Material provided
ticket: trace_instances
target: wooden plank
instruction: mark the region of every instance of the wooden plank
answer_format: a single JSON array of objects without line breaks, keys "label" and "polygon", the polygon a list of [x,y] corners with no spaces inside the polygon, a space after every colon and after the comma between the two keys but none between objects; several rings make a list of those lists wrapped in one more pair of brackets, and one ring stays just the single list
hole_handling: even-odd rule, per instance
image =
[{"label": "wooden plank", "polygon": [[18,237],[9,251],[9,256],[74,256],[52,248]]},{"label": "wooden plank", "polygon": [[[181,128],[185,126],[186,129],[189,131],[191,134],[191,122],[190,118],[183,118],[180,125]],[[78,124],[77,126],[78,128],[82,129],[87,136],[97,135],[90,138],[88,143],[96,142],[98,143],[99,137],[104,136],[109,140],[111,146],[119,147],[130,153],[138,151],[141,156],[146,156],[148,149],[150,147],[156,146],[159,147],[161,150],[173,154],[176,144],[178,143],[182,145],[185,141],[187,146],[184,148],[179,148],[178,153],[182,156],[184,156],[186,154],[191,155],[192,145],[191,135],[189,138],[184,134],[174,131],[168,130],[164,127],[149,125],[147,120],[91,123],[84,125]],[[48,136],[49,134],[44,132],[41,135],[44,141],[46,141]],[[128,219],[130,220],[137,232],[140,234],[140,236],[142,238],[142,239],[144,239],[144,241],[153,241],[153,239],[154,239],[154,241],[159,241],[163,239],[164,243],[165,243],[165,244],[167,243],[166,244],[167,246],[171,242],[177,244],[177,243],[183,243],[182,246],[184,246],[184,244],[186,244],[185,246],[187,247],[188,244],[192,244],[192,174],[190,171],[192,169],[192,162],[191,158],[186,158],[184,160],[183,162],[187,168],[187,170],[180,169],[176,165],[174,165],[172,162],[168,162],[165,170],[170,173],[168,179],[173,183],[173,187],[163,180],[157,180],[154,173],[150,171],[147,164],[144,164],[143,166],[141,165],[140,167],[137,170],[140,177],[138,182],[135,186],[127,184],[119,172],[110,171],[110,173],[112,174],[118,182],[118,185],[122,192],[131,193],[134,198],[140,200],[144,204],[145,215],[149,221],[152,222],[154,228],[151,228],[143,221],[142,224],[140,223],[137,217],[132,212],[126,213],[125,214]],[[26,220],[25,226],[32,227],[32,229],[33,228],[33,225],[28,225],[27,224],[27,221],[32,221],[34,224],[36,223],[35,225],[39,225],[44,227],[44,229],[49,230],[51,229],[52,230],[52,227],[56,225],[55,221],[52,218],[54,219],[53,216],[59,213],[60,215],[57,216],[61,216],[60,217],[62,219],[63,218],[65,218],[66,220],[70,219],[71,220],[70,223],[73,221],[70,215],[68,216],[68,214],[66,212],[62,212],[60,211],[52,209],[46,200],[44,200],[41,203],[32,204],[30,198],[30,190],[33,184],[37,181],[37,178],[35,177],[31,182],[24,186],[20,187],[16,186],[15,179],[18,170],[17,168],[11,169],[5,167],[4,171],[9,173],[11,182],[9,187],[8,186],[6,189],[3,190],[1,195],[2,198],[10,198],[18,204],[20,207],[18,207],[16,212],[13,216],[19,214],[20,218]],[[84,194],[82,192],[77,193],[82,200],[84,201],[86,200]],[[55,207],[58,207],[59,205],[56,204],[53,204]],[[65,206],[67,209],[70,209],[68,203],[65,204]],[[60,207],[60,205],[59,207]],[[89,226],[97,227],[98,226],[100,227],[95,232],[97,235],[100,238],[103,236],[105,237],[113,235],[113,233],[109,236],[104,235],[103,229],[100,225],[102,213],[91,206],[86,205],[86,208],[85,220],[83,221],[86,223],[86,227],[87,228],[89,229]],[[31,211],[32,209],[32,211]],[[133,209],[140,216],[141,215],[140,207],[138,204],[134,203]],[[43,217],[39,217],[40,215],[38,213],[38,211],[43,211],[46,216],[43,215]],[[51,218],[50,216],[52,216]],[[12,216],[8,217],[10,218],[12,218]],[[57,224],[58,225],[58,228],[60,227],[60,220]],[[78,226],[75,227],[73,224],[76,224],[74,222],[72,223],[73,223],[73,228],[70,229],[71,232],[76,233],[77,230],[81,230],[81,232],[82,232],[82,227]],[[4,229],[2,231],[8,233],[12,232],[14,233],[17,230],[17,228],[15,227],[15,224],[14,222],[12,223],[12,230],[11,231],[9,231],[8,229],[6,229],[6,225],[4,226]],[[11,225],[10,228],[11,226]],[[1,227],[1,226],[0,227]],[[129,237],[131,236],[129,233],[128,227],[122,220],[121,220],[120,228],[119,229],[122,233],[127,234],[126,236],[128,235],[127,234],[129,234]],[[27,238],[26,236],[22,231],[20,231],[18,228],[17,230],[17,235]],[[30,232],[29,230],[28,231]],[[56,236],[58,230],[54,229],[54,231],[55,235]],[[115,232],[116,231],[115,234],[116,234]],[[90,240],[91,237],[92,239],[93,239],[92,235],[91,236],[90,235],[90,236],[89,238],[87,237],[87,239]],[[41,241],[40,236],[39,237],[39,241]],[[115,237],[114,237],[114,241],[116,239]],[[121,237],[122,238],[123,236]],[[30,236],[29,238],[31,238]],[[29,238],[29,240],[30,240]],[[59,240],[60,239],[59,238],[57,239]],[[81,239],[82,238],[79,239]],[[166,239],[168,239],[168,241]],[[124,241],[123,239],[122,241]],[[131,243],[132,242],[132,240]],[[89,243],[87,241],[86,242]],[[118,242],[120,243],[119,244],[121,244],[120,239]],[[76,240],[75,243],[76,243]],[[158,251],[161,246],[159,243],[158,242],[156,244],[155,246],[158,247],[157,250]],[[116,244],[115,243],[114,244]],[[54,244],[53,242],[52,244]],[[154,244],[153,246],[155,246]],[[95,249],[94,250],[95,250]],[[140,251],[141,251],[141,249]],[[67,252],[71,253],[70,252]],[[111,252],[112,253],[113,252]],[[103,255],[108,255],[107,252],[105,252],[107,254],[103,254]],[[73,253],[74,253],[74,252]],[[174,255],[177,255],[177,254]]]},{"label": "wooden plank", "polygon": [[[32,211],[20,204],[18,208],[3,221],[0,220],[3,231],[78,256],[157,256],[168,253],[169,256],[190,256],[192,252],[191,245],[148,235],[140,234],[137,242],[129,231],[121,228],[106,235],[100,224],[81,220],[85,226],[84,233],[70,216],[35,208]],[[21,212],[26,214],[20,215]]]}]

Aim
Reproduce every line of the entries above verbatim, keeping each character, space, and line break unchanged.

Written answer
ticket: trace_instances
target: wooden plank
instruction: mark the region of every instance of the wooden plank
answer_format: a single JSON array of objects without line breaks, keys "label" and "polygon", the polygon a list of [x,y] corners with no spaces inside the polygon, a space after every colon and after the comma between the two keys but none between objects; several rings make a list of those lists wrapped in one more pair of brackets, and one ring stays just the single list
hole_handling: even-odd rule, per instance
image =
[{"label": "wooden plank", "polygon": [[18,237],[9,251],[9,256],[74,256],[52,248]]},{"label": "wooden plank", "polygon": [[[181,128],[185,126],[186,129],[189,131],[191,134],[191,122],[190,118],[183,118],[180,125]],[[78,124],[77,126],[78,128],[82,129],[87,136],[97,135],[90,138],[88,143],[96,142],[98,143],[99,137],[104,136],[109,140],[111,146],[119,147],[130,153],[138,151],[141,156],[146,156],[148,149],[150,147],[156,146],[159,147],[161,150],[173,154],[176,144],[178,143],[182,145],[185,141],[187,146],[184,148],[179,148],[178,153],[182,156],[184,156],[186,154],[191,155],[192,145],[191,135],[189,138],[184,134],[174,131],[168,130],[164,127],[149,125],[147,120],[91,123],[84,125]],[[48,136],[49,134],[44,132],[41,135],[44,141],[46,141]],[[128,219],[130,220],[137,232],[140,234],[140,236],[142,238],[142,239],[144,239],[144,241],[153,241],[153,239],[154,239],[154,241],[159,241],[163,239],[164,243],[165,243],[165,244],[167,243],[166,244],[167,246],[171,242],[177,244],[177,243],[183,243],[182,246],[184,246],[184,244],[186,244],[185,246],[187,247],[188,244],[192,244],[192,174],[190,171],[192,169],[192,162],[191,158],[186,158],[184,160],[183,162],[187,168],[187,170],[180,169],[176,165],[174,165],[172,162],[168,162],[165,170],[170,173],[168,179],[173,183],[173,187],[163,180],[157,180],[154,173],[150,171],[147,164],[144,164],[143,166],[141,165],[140,167],[137,170],[140,177],[138,182],[135,186],[127,184],[119,172],[110,171],[110,173],[112,174],[118,182],[118,185],[122,192],[131,193],[134,198],[140,200],[144,204],[145,215],[149,221],[152,222],[154,228],[151,228],[143,221],[142,224],[140,223],[137,217],[132,212],[126,213],[125,214]],[[26,220],[25,226],[32,227],[32,229],[33,228],[33,225],[28,225],[27,224],[27,221],[32,221],[34,224],[36,223],[35,225],[39,225],[44,227],[44,229],[49,230],[51,229],[52,230],[52,227],[56,225],[55,221],[52,218],[54,219],[53,216],[59,213],[60,215],[57,216],[61,216],[60,217],[62,219],[63,218],[65,218],[66,220],[70,219],[71,220],[70,223],[73,221],[70,215],[68,216],[68,214],[66,212],[62,212],[60,211],[52,209],[46,200],[44,200],[41,203],[32,204],[30,198],[30,190],[33,184],[37,181],[37,178],[35,177],[31,182],[24,186],[20,187],[16,186],[15,179],[18,170],[17,168],[11,169],[5,167],[4,171],[9,173],[11,182],[9,187],[8,186],[6,189],[3,190],[1,195],[2,198],[10,198],[18,204],[20,207],[18,207],[16,212],[13,216],[19,214],[20,218]],[[84,194],[82,192],[77,193],[82,200],[84,201],[86,200]],[[55,207],[58,207],[59,205],[56,204],[53,204]],[[65,206],[67,209],[70,209],[68,203],[65,204]],[[60,207],[60,205],[59,207]],[[89,226],[97,227],[98,226],[100,227],[95,232],[97,235],[100,238],[103,236],[105,237],[113,235],[113,233],[109,236],[104,235],[103,229],[100,225],[102,213],[91,206],[86,205],[86,208],[85,220],[83,221],[86,223],[86,227],[87,228],[89,229]],[[31,211],[32,209],[32,211]],[[133,209],[140,216],[141,215],[140,207],[138,204],[134,203]],[[43,217],[39,217],[40,215],[38,213],[38,211],[43,211],[46,216],[43,215]],[[51,218],[50,216],[52,216]],[[12,216],[8,217],[10,218],[12,218]],[[57,224],[58,225],[58,228],[60,227],[60,220]],[[78,226],[75,227],[73,224],[76,224],[74,222],[72,223],[73,223],[73,228],[70,229],[71,232],[76,233],[77,230],[81,230],[81,232],[82,232],[82,227]],[[4,229],[2,231],[8,233],[12,232],[14,233],[17,230],[17,228],[15,227],[15,224],[14,222],[12,223],[12,230],[11,231],[9,231],[8,229],[6,229],[6,225],[4,226]],[[11,225],[10,228],[11,226]],[[1,227],[1,226],[0,227]],[[129,237],[131,236],[129,233],[128,227],[122,220],[121,220],[120,228],[119,229],[122,233],[127,234],[126,236],[128,235],[127,234],[129,234]],[[27,238],[26,236],[22,231],[20,231],[18,228],[17,230],[17,235]],[[30,232],[29,230],[28,231]],[[56,236],[58,230],[54,229],[54,231],[55,235]],[[115,232],[116,231],[115,234],[116,234]],[[90,240],[91,237],[92,239],[93,239],[92,235],[91,236],[90,235],[90,236],[89,238],[87,237],[87,239]],[[41,241],[40,236],[39,237],[39,241]],[[115,237],[114,237],[114,241],[116,239]],[[121,237],[122,238],[123,236]],[[30,236],[29,238],[31,238]],[[29,238],[29,240],[30,240]],[[59,240],[60,239],[59,238],[57,239]],[[81,239],[82,238],[79,239]],[[166,239],[168,239],[168,241]],[[124,241],[123,239],[122,241]],[[131,243],[132,242],[132,240]],[[89,243],[87,241],[86,242]],[[118,242],[120,243],[119,244],[121,244],[120,239]],[[76,240],[75,243],[76,243]],[[158,251],[161,246],[159,243],[158,242],[156,244],[155,246],[158,247],[157,250]],[[116,244],[115,243],[114,244]],[[54,244],[53,242],[52,244]],[[154,244],[153,246],[155,246]],[[95,249],[94,250],[95,250]],[[140,251],[141,251],[141,249]],[[67,252],[71,253],[70,252]],[[111,252],[112,253],[113,252]],[[103,255],[108,255],[107,252],[105,252],[107,254],[103,254]],[[73,253],[74,253],[74,252]],[[174,255],[177,255],[177,254]]]},{"label": "wooden plank", "polygon": [[[32,211],[20,204],[18,208],[3,221],[0,220],[3,231],[78,256],[157,256],[168,253],[169,256],[190,256],[192,252],[191,245],[148,235],[140,234],[137,242],[129,231],[121,228],[106,235],[100,224],[81,220],[85,226],[84,233],[70,216],[35,208]],[[21,212],[26,214],[20,215]]]}]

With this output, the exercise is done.